Named object pointing data
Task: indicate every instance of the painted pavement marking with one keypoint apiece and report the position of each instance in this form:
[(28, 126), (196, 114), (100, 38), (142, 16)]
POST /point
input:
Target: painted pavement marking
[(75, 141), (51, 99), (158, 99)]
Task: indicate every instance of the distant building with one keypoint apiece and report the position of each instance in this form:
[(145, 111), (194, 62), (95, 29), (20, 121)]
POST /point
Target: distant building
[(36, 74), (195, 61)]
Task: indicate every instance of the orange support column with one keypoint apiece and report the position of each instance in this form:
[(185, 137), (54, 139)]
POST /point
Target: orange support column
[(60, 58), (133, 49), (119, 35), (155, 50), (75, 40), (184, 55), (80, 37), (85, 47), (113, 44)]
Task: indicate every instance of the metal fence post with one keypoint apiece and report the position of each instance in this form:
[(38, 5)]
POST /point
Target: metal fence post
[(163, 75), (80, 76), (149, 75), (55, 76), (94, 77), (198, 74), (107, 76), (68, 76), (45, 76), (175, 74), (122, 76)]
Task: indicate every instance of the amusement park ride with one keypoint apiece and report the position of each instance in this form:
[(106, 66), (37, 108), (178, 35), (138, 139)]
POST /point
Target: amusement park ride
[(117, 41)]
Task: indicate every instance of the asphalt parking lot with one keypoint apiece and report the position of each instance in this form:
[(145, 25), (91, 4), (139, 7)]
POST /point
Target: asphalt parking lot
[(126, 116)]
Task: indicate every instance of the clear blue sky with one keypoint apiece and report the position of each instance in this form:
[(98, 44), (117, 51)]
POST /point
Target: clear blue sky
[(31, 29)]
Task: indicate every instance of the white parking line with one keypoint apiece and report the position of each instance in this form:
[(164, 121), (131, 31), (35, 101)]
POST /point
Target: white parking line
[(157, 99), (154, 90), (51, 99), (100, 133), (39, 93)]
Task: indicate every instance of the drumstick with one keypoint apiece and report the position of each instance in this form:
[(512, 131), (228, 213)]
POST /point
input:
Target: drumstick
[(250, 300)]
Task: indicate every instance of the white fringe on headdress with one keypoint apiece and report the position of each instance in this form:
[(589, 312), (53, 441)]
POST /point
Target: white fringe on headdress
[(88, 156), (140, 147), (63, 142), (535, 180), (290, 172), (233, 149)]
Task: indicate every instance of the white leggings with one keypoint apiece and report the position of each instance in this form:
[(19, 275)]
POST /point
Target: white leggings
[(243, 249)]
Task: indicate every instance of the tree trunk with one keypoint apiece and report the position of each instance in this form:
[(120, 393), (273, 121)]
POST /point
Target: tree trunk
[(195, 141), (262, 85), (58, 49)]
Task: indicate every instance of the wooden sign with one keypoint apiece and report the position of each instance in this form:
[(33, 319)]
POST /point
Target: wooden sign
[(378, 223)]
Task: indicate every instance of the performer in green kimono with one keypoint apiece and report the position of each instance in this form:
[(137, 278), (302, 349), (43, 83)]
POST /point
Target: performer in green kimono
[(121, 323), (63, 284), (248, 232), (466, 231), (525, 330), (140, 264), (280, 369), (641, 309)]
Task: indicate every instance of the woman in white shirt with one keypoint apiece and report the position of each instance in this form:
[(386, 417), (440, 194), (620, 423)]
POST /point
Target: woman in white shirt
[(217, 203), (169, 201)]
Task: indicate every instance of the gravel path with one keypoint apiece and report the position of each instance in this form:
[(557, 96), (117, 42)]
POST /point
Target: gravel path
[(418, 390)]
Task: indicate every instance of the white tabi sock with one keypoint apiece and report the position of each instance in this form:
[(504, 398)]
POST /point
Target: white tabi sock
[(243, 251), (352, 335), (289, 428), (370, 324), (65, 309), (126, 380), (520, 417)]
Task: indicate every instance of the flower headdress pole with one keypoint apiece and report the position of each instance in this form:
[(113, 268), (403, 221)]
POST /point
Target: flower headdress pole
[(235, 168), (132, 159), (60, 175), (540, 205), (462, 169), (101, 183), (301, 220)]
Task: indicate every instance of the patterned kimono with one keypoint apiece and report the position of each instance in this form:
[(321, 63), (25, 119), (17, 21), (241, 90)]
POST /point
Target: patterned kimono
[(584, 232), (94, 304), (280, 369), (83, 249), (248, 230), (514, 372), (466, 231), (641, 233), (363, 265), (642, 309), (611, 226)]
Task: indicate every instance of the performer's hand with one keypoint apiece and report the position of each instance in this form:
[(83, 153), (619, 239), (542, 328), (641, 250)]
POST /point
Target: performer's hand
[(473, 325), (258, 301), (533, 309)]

▶ _GOAL_
Please copy the data above line for line, without changing anything.

▶ _TASK RESPONSE_
Task: indicate every instance of the painted pavement marking with one keypoint apiece and report the position of each instance in this form:
[(28, 126), (196, 114), (100, 38), (142, 16)]
POST /point
input:
Target: painted pavement marking
[(75, 141), (51, 99), (158, 99)]
Task: indicate every instance of the distant building with one keypoint apiece and report the position of each instance in this form:
[(145, 111), (194, 62), (95, 29), (20, 121)]
POST /point
Target: distant building
[(36, 74), (195, 61)]
Task: indicate every instance of the orange support column with one keypoint apiece and report the position of each instance in this form:
[(185, 137), (54, 139)]
POST /point
Target: orange support column
[(60, 58), (133, 49), (119, 35), (155, 50), (75, 40), (184, 55), (80, 37), (85, 47), (113, 44)]
Task: indicate every instance of the metal fence post with one keypoint apiece and report the position of each instance in this form:
[(38, 5)]
POST /point
Target: metal fence post
[(163, 75), (80, 76), (149, 75), (55, 76), (94, 77), (198, 74), (107, 76), (68, 76), (45, 76), (175, 74), (122, 76)]
Task: indicate every instance of the amusement park ride with one keypoint apiece and report the position of each instance in this form:
[(106, 66), (37, 108), (178, 35), (138, 139)]
POST /point
Target: amusement park ride
[(117, 41)]
Task: indicate every instance of the asphalt parking lot with one keypoint apiece and report the position of each instance in this form:
[(145, 25), (91, 4), (139, 7)]
POST /point
Target: asphalt parking lot
[(126, 116)]
Task: indicate every instance of the clear blue sky with one keypoint apiece and report the position of each instance in this form:
[(98, 44), (117, 51)]
POST /point
Target: clear blue sky
[(31, 29)]
Task: indicate every instance of the white parking line with one keypoint apiece and report the position of each instance in this form:
[(164, 121), (131, 31), (35, 101)]
POST /point
Target: white parking line
[(157, 99), (154, 90), (51, 99), (100, 133), (39, 93)]
Task: indicate every instance of the drumstick with one keypoint apiece and report the position of each instance in this form:
[(512, 131), (228, 213)]
POST /point
input:
Target: drumstick
[(250, 300)]
Task: indicate every instance of the white fringe on headdress with one keypoint apiece and report the position of each instance in this form:
[(589, 312), (53, 441)]
POST /point
Target: white fringe on headdress
[(88, 156), (140, 147), (63, 142), (535, 180), (290, 172), (233, 149)]
Task: indicate every instance of the white leggings with one keypoint apiece and report the position of each instance in this form:
[(19, 275)]
POST /point
Target: white leggings
[(243, 249)]
Task: indicate every instance of the tree trunk with one keypoint apiece and report the position of each instance in this form:
[(120, 393), (273, 121)]
POST /point
Target: tree trunk
[(195, 141), (262, 85), (58, 49)]
Task: indicate every instance of the wooden sign with one keypoint apiece and report the position of each instance in this form:
[(33, 319)]
POST /point
Target: wooden sign
[(378, 223)]
Task: indicate every instance of the performer in green kimono with one keypoint apiece and report the position of each instance in this form:
[(137, 278), (302, 349), (43, 83)]
POST /point
Target: performer in green kimono
[(121, 323), (63, 284), (248, 232), (466, 231), (525, 330), (140, 264), (280, 369), (641, 309)]
Task: indicate every instance of the woman in white shirt with one keypoint apiece and report the position of each instance in this form:
[(386, 417), (440, 194), (620, 423)]
POST /point
Target: woman in white shirt
[(217, 203), (169, 201)]
Task: indicate every instance of the gravel path with one keypoint apiece and report the position of each instance in this form:
[(557, 96), (117, 42)]
POST /point
Target: gravel path
[(418, 390)]
Task: indicate every instance of the white tabi sock with one keypoint apiece and report the position of each instance in this form:
[(504, 398)]
POST /point
Target: white tabi sock
[(243, 251), (352, 335), (289, 428), (370, 324), (65, 309), (126, 380), (520, 417)]
Task: indicate every instance of the flower headdress pole with one keypoint apiece and report the position of each instance in this form:
[(113, 268), (403, 221)]
POST /point
Target: flower headdress pole
[(235, 168), (132, 159), (60, 175), (540, 205), (462, 169), (101, 183), (301, 220)]
Task: indicate every instance of the patterned kimono with one keypoint apiece and report the position of each instance in this form:
[(321, 63), (25, 119), (17, 21), (241, 90)]
POST /point
Target: patterned kimono
[(584, 232), (94, 304), (280, 369), (83, 249), (248, 230), (514, 372), (466, 231), (641, 233), (363, 265), (642, 309), (611, 226)]
Task: indicate every instance of the performer's hand with one keypoint apiece and report the position of each instance in this form:
[(83, 153), (619, 239), (542, 328), (641, 250)]
POST /point
Target: performer's hand
[(473, 325), (258, 301), (533, 309)]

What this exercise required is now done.